Exercise details: Please put the lines of the data below, from the line containing "the boy's brown" through the line containing "x=270 y=343", into a JSON list of strings with one string per line. Leave out any blank lines.

-- -- --

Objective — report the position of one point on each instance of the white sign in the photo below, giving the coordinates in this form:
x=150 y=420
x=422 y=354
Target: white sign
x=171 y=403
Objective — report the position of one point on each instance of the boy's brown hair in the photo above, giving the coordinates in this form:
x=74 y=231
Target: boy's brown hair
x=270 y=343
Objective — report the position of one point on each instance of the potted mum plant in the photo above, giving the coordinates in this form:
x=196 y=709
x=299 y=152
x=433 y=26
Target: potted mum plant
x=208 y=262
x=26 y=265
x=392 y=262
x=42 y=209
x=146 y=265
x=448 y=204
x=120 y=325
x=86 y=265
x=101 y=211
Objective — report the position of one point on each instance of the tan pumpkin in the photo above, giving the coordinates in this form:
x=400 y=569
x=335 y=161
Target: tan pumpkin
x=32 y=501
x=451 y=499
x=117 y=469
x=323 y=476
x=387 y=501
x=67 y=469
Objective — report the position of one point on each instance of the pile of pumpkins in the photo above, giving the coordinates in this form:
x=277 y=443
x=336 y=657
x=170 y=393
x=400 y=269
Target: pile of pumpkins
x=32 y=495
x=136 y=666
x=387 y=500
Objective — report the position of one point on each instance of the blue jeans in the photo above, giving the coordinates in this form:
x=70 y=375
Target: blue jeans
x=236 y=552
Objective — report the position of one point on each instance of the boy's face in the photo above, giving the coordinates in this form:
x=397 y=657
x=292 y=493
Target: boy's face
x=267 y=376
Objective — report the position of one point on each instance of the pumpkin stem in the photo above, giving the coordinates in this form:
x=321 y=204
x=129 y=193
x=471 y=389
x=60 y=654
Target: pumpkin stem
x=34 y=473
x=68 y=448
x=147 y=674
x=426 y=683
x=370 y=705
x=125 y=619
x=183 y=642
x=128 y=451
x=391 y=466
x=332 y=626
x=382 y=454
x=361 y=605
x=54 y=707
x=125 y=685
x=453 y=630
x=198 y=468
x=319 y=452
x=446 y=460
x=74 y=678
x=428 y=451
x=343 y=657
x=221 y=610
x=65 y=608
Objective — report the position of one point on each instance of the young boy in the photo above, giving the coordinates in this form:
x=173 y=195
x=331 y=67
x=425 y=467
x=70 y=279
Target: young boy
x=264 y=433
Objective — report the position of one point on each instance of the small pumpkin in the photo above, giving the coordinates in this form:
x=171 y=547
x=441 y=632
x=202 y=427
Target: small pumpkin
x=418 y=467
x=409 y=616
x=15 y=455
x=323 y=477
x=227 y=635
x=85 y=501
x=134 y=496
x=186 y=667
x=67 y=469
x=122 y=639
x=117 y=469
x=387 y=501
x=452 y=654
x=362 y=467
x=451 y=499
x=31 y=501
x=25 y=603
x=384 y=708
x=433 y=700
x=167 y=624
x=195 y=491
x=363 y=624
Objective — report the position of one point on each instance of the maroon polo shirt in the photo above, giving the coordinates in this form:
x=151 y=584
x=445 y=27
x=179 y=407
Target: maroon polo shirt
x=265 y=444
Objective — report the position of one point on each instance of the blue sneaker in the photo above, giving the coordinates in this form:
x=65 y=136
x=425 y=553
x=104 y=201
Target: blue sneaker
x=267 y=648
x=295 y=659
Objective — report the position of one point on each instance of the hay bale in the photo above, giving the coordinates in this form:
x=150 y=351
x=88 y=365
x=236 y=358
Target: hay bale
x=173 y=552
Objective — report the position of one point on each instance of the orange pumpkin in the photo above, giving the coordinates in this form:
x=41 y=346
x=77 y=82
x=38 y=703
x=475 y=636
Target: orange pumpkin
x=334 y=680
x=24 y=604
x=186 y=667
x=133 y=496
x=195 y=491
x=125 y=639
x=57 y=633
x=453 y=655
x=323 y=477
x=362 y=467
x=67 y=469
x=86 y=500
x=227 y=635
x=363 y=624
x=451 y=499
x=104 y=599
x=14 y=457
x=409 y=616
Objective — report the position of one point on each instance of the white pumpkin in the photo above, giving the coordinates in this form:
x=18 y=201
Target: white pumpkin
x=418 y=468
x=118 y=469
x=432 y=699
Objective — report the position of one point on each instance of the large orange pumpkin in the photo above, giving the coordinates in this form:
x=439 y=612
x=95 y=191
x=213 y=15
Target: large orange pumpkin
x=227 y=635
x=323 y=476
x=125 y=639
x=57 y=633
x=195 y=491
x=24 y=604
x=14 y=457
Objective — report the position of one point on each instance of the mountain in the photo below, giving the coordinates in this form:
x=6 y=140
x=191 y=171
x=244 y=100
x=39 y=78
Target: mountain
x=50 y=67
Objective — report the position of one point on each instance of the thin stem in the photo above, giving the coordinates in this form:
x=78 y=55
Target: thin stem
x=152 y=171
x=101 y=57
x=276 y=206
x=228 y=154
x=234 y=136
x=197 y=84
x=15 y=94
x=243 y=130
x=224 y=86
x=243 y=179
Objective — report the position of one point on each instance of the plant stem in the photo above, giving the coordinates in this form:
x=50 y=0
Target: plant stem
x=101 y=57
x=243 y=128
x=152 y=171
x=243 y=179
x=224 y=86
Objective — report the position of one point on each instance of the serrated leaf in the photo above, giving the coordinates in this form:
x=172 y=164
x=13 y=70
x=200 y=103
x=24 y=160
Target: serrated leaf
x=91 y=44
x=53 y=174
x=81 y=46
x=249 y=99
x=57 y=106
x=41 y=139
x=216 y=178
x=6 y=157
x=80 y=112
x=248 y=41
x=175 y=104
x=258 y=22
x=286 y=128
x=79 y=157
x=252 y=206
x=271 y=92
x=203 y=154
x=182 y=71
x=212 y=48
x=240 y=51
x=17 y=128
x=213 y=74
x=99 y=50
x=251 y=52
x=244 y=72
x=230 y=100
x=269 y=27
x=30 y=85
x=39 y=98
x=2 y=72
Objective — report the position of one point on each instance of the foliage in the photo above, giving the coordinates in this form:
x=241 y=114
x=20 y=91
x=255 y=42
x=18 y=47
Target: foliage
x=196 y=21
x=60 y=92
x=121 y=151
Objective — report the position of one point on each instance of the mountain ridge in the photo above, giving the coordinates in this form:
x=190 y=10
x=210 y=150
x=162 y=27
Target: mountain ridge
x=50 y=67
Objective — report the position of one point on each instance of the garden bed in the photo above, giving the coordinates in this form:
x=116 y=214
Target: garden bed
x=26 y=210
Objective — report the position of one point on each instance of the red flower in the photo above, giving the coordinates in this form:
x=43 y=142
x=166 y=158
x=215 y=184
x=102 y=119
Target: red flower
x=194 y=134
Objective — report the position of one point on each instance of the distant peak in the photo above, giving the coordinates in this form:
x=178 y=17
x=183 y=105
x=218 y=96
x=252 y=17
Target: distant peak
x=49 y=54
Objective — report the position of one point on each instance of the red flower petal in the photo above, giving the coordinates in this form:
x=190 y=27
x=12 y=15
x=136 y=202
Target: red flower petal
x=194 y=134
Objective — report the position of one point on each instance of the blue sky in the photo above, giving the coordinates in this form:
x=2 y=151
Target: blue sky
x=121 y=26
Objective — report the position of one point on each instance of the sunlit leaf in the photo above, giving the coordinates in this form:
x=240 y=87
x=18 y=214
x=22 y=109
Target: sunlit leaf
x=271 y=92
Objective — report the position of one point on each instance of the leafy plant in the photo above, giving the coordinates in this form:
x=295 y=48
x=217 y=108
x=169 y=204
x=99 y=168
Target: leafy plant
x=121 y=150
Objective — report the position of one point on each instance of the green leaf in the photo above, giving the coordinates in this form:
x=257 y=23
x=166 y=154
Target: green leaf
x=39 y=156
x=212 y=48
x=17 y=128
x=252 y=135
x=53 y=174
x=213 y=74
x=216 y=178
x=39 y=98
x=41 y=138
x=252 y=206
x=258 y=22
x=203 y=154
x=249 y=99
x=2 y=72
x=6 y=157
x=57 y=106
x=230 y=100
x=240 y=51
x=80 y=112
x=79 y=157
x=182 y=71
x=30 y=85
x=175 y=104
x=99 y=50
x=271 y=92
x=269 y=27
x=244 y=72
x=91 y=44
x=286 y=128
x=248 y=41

-- -- --

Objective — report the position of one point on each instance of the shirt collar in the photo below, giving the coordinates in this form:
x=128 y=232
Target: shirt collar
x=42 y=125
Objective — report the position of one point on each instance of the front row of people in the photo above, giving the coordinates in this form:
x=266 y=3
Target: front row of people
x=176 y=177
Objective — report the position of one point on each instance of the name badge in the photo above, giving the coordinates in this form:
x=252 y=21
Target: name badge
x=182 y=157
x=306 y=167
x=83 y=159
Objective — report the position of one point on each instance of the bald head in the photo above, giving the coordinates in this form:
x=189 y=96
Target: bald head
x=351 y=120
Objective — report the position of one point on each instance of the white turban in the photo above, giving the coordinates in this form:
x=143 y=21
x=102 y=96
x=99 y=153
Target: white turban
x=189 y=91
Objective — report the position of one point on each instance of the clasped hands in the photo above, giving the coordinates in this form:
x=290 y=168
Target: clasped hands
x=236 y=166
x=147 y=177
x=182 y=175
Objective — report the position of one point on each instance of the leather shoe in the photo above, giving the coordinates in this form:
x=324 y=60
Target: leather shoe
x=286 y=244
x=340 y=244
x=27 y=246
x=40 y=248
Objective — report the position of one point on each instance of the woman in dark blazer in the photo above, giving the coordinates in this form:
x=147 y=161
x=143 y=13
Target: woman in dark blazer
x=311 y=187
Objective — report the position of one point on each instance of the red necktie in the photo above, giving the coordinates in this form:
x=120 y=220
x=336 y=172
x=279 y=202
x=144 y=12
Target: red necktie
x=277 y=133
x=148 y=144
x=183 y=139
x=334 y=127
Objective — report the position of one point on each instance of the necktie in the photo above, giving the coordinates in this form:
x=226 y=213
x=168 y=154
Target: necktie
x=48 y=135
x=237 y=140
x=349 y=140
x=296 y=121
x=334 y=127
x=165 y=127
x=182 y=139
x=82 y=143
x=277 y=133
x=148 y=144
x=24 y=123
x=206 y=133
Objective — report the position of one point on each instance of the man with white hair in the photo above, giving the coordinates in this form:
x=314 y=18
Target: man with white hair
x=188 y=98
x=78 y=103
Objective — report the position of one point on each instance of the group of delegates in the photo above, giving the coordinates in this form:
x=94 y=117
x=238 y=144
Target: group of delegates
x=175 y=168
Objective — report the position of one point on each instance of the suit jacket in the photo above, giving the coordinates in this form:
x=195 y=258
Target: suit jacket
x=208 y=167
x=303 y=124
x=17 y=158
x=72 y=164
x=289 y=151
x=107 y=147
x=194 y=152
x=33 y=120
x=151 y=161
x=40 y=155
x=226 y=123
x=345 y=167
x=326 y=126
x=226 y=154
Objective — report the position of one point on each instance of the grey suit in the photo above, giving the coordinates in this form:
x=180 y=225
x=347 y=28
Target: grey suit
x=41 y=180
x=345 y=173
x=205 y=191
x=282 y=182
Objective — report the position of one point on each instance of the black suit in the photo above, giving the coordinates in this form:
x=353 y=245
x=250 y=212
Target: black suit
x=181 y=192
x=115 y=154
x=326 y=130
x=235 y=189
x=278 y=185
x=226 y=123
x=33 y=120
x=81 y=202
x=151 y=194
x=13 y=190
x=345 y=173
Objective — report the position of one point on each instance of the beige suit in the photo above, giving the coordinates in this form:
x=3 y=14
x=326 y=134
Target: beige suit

-- -- --

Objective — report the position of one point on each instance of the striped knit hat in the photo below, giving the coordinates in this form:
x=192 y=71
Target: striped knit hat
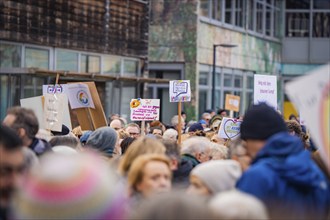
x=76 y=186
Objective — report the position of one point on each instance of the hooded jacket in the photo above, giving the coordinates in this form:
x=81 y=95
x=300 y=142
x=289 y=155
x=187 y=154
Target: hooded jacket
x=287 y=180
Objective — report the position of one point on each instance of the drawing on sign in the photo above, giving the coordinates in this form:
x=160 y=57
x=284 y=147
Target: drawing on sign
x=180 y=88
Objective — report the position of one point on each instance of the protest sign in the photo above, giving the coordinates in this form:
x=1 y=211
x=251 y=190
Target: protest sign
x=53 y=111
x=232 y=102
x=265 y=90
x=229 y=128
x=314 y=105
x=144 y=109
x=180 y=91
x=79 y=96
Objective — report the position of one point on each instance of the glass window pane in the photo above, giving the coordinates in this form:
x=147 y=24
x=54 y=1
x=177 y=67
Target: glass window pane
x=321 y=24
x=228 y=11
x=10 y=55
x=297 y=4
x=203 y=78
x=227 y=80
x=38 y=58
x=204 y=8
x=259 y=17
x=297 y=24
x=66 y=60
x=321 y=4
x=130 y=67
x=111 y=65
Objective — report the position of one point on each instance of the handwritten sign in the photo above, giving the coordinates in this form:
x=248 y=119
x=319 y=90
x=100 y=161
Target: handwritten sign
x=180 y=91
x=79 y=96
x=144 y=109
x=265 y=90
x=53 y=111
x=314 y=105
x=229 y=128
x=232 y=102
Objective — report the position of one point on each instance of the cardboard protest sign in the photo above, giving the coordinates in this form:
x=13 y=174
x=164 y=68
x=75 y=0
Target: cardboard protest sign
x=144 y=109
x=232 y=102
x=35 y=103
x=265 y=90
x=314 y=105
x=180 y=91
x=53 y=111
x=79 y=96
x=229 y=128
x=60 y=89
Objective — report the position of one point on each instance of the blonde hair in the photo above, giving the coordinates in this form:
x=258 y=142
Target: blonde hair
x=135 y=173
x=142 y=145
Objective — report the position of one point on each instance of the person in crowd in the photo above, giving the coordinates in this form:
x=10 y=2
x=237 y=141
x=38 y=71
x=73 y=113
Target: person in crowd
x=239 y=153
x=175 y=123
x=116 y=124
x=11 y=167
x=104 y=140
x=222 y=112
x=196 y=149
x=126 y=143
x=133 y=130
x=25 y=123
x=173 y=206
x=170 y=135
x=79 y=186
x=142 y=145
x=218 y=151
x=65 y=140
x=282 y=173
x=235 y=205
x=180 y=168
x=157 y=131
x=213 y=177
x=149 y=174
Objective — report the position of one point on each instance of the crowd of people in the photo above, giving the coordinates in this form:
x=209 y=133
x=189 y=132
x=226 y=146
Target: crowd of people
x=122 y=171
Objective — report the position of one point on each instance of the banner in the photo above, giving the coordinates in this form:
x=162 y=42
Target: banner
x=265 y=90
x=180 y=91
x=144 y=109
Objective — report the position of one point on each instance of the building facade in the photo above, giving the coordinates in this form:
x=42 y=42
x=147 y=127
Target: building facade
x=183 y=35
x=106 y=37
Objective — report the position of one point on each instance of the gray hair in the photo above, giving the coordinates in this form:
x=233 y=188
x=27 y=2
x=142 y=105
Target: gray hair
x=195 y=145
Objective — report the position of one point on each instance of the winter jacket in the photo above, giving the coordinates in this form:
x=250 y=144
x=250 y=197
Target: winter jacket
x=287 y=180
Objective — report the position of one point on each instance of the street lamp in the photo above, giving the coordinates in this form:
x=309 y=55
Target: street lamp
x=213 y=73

-- -- --

Solution:
[
  "Objective — report the position of one point on each instance of the boy's brown hair in the photo above, giving the coordinates in this form:",
  "x=74 y=231",
  "Target: boy's brown hair",
  "x=270 y=343"
]